Task
How would you put this sentence from the Rust tooling thread into Spanish: "Any runtime that emits the same events can be used with Tokio Console."

Document excerpt
----

In practice, I personally just use REPLs mostly for quick testing out of a small expression or something...and honestly, I usually just use the Rust playground (https://play.rust-lang.org/) for this. Small examples are compiled fast enough in the playground that it's kind of a REPL-like experience for testing stuff out semi-interactively...but it's not the same as connecting to a running application and running new code inside of that application. That's something that seems very difficult to add to Rust, a compiled, statically-linked language with limited support for hot reloading...
Yeah, it is decoupled from Tokio. Tokio emits instrumentation via the `tracing` crate. Tokio Console just listens to the tracing events. Any runtime that emits the same events can be used with Tokio Console. This is the tracking issue: https://github.com/tokio-rs/console/issues/130
`valuable`[1] was initially written to support tracing, but I see this 0.1 release doesn't use it. Is valuable seen as more of an add-on to this approach, rather than core to it?
The current release of `tracing` includes the predecessor of valuable (https://docs.rs/tracing-core/latest/tracing_core/span/struct...). Valuable extracts this functionality and improves on it, but hasn't quite made its way back into tracing yet. I expect that it will be included in upcoming releases (I know eliza has been poking me to release valuable and get it in tracing, I probably should get on that!)

----

Data block
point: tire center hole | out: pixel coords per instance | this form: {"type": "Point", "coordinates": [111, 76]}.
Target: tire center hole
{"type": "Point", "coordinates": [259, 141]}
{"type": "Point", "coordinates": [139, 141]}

----

Output for this task
Cualquier entorno de ejecución que emita los mismos eventos puede usarse con Tokio Console.